• _Problem details_:
Could you repeat exactly the lines from the one containing "Reviewer note: every instance of the arm" through the last line of the records, with no pictures?

• _Data records_:
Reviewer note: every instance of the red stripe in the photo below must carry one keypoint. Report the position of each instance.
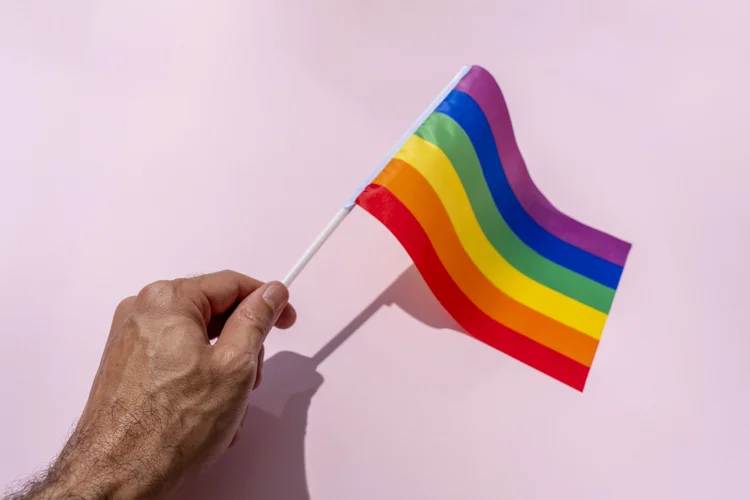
(385, 207)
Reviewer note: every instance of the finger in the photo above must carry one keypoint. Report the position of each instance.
(235, 439)
(286, 320)
(123, 310)
(247, 327)
(259, 372)
(216, 293)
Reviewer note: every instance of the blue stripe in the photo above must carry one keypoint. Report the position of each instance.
(466, 112)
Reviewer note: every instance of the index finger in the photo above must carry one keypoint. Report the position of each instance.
(216, 293)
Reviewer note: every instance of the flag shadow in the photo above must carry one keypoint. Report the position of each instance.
(268, 463)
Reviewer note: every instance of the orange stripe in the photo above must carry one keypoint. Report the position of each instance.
(417, 195)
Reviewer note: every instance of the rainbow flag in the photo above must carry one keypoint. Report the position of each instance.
(511, 269)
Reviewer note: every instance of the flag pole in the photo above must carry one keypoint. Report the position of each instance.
(350, 203)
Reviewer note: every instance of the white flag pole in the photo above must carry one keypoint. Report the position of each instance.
(350, 203)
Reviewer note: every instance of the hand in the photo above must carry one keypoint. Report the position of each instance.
(166, 403)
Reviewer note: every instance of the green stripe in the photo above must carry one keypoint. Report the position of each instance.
(442, 131)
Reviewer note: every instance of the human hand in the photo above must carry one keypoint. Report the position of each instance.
(165, 403)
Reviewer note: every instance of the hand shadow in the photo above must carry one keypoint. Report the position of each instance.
(268, 463)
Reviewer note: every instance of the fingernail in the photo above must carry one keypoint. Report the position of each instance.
(275, 296)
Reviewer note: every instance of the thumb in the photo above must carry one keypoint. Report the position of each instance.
(247, 327)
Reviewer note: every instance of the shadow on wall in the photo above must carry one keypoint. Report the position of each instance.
(268, 463)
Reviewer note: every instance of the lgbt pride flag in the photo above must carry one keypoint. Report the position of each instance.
(511, 269)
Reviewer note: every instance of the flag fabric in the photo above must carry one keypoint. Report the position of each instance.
(511, 269)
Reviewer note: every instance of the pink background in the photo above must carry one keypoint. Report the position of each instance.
(151, 139)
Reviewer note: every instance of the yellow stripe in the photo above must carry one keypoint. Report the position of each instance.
(430, 161)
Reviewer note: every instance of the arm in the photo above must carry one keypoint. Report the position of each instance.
(165, 403)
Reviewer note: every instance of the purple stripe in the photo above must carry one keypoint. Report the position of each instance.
(483, 88)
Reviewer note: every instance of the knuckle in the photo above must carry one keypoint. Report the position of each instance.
(158, 292)
(236, 363)
(124, 306)
(254, 317)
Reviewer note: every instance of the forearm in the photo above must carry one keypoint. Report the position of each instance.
(103, 462)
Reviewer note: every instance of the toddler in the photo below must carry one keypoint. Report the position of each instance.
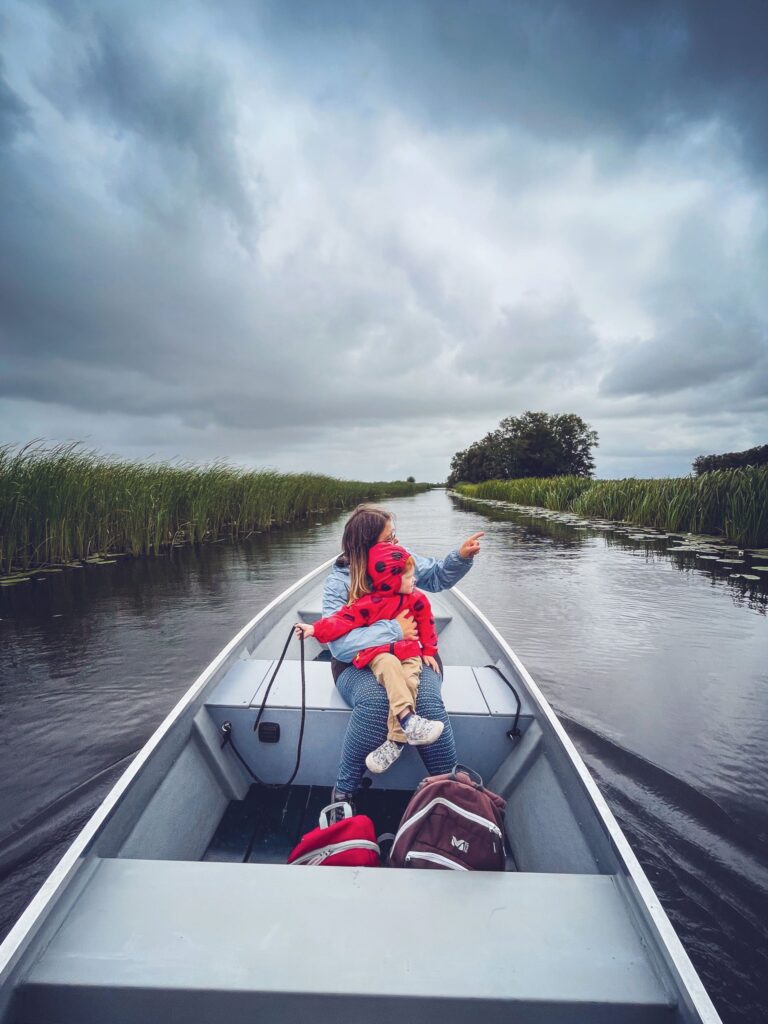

• _Response to the task_:
Reviewer note: every instance of the arm in the photo above must carry one keypoint. Report the position of each instance.
(165, 403)
Reviewer note: every instance of the purple stripe in the photo above must carry one keypoint. Report the position of each instance.
(483, 88)
Reviewer note: every instance of the knuckle in the photo above must carry one keypoint. Report the position of each instance.
(158, 292)
(236, 363)
(124, 306)
(254, 317)
Reviewer note: every instance of the forearm in the photo above must carry one keypoint. Report the position of each instance.
(103, 462)
Reviewer note: every instance of the toddler in the photo below must carry one keypoint. Report the position of each instance.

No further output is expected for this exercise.